━━━━━ Text shown ━━━━━

I don't have a problem with removing the variant expiry behavior --
in fact, I think it might be better if NLM host garbage collection
was done only under memory pressure.

But see below.

On Feb 6, 2008, at 10:32 PM, Neil Brown wrote:
> Hi,
> I've been looking at NLM_HOST_MAX in fs/lockd/host.c, as we have a
> patch in SLES that makes it configurable, and the patch needs to
> either go upstream or out the window...
>
> But the code that uses NLM_HOST_MAX is weird! Look:
>
> #define NLM_HOST_EXPIRE ((nrhosts > NLM_HOST_MAX)? 300 * HZ : 120
> * HZ)
> #define NLM_HOST_COLLECT ((nrhosts > NLM_HOST_MAX)? 120 * HZ : 60
> * HZ)
>
> So if the number of hosts is more than the maximum (64), we *increase*
> the expiry time and the garbage collection interval.

━━━━━

Short exercise 1: Convert the records into a JSON list of strings, one string per line and blank lines omitted. Begin at the line containing "Where can the red sock" and stop after the last line of the records.

━━━━━ Source material ━━━━━

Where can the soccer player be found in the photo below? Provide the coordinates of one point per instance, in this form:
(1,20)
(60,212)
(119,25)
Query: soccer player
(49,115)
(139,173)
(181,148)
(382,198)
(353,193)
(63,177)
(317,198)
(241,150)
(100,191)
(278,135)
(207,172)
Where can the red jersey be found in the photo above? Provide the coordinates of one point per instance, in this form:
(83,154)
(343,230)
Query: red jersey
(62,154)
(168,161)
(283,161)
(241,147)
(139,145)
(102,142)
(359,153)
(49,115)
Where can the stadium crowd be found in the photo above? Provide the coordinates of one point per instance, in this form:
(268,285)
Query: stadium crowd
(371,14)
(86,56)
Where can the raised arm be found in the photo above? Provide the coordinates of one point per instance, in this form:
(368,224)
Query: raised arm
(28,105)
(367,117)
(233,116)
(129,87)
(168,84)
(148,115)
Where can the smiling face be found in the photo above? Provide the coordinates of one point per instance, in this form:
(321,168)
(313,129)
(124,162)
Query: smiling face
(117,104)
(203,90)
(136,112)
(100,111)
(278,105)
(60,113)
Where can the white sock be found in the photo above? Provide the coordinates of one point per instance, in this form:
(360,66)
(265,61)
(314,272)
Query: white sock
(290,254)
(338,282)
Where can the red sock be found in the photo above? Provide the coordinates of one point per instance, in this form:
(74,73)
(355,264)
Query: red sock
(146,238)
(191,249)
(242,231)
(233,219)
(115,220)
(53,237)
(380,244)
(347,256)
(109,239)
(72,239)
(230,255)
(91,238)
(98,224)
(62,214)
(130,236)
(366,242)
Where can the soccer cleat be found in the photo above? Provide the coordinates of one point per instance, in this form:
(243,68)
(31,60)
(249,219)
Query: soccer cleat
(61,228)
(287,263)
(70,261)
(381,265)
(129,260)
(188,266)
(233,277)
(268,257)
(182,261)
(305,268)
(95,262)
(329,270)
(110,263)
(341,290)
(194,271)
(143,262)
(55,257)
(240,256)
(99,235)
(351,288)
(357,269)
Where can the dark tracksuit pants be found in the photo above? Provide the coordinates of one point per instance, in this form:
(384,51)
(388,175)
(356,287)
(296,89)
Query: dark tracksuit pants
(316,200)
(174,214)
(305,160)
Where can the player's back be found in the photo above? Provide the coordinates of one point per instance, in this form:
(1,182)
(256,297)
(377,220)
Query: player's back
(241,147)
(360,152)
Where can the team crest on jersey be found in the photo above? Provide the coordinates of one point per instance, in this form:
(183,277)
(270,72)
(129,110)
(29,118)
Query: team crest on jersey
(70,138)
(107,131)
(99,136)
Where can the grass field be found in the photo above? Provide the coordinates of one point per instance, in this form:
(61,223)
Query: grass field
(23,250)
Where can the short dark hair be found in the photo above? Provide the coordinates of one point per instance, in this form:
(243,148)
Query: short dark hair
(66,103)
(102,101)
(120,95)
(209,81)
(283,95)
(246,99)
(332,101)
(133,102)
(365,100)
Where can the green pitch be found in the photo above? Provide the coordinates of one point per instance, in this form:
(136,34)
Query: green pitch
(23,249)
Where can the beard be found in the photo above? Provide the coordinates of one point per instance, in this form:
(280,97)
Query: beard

━━━━━

Short exercise 2: Continue the mailing list message about NLM host garbage collection from its last line.

Exercise result 1:
[
  "Where can the red sock be found in the photo above? Provide the coordinates of one point per instance, in this form:",
  "(74,73)",
  "(355,264)",
  "Query: red sock",
  "(146,238)",
  "(191,249)",
  "(242,231)",
  "(233,219)",
  "(115,220)",
  "(53,237)",
  "(380,244)",
  "(347,256)",
  "(109,239)",
  "(72,239)",
  "(230,255)",
  "(91,238)",
  "(98,224)",
  "(62,214)",
  "(130,236)",
  "(366,242)",
  "Where can the soccer cleat be found in the photo above? Provide the coordinates of one point per instance, in this form:",
  "(243,68)",
  "(31,60)",
  "(249,219)",
  "Query: soccer cleat",
  "(61,228)",
  "(287,263)",
  "(70,261)",
  "(381,265)",
  "(129,260)",
  "(188,266)",
  "(233,277)",
  "(268,257)",
  "(182,261)",
  "(305,268)",
  "(95,262)",
  "(329,270)",
  "(110,263)",
  "(341,290)",
  "(194,271)",
  "(143,262)",
  "(55,257)",
  "(240,256)",
  "(99,235)",
  "(351,288)",
  "(357,269)",
  "Where can the dark tracksuit pants be found in the photo above? Provide the coordinates of one point per instance, in this form:",
  "(384,51)",
  "(388,175)",
  "(356,287)",
  "(296,89)",
  "Query: dark tracksuit pants",
  "(316,200)",
  "(174,214)",
  "(305,160)",
  "Where can the player's back be found in the photo above? Provide the coordinates of one point per instance, in this form:",
  "(1,182)",
  "(256,297)",
  "(377,220)",
  "Query: player's back",
  "(241,147)",
  "(360,152)",
  "Where can the team crest on jersey be found in the photo above? Provide the coordinates of one point per instance, in this form:",
  "(183,277)",
  "(270,72)",
  "(129,110)",
  "(29,118)",
  "Query: team crest on jersey",
  "(70,138)",
  "(107,131)",
  "(99,136)",
  "Where can the grass field be found in the photo above? Provide the coordinates of one point per instance, in this form:",
  "(61,223)",
  "Query: grass field",
  "(23,250)",
  "Where can the short dark hair be found in the photo above? Provide the coordinates of one point per instance, in this form:",
  "(243,148)",
  "Query: short dark hair",
  "(66,103)",
  "(102,101)",
  "(120,95)",
  "(209,81)",
  "(283,95)",
  "(246,99)",
  "(332,101)",
  "(133,102)",
  "(365,100)",
  "Where can the green pitch be found in the photo above? Provide the coordinates of one point per instance, in this form:",
  "(136,34)",
  "Query: green pitch",
  "(23,249)",
  "Where can the beard be found in the photo above? Provide the coordinates of one point per instance, in this form:",
  "(280,97)",
  "Query: beard"
]

Exercise result 2:
> You would think they should be decreased when we have exceeded the
> max, so we can get rid of more old entries more quickly. But no, they
> are increased.
>
> And in the code where we add a host to the list of hosts:
>
> if (++nrhosts > NLM_HOST_MAX)
> next_gc = 0;
>
>
> So when we go over the limit, we garbage collect straight away, but
> almost certainly do nothing because we've just given every host an
> extra 3 minutes that it is allowed to live.
>
> We could change the '>' to '<' which would make the code make sense at
> least, but I don't think we want to. A server could easily have more
> than 64 clients doing lock requests, and we don't want to make life
> harder for clients just because there are more of them.
>
> I think we should just get rid of NLM_HOST_MAX altogether. Old hosts
> will still go away in a few minutes and pushing them out quickly
> shouldn't be needed.
>
> So: any comments on the above or on the patch below. I've chosen to
> go with "discard hosts older than 5 minutes every 2 minutes" rather
> than "discard hosts older than 2 minutes every minute" even though the
> latter is what would have been in effect most of the time, as it seems
> more like what was intended.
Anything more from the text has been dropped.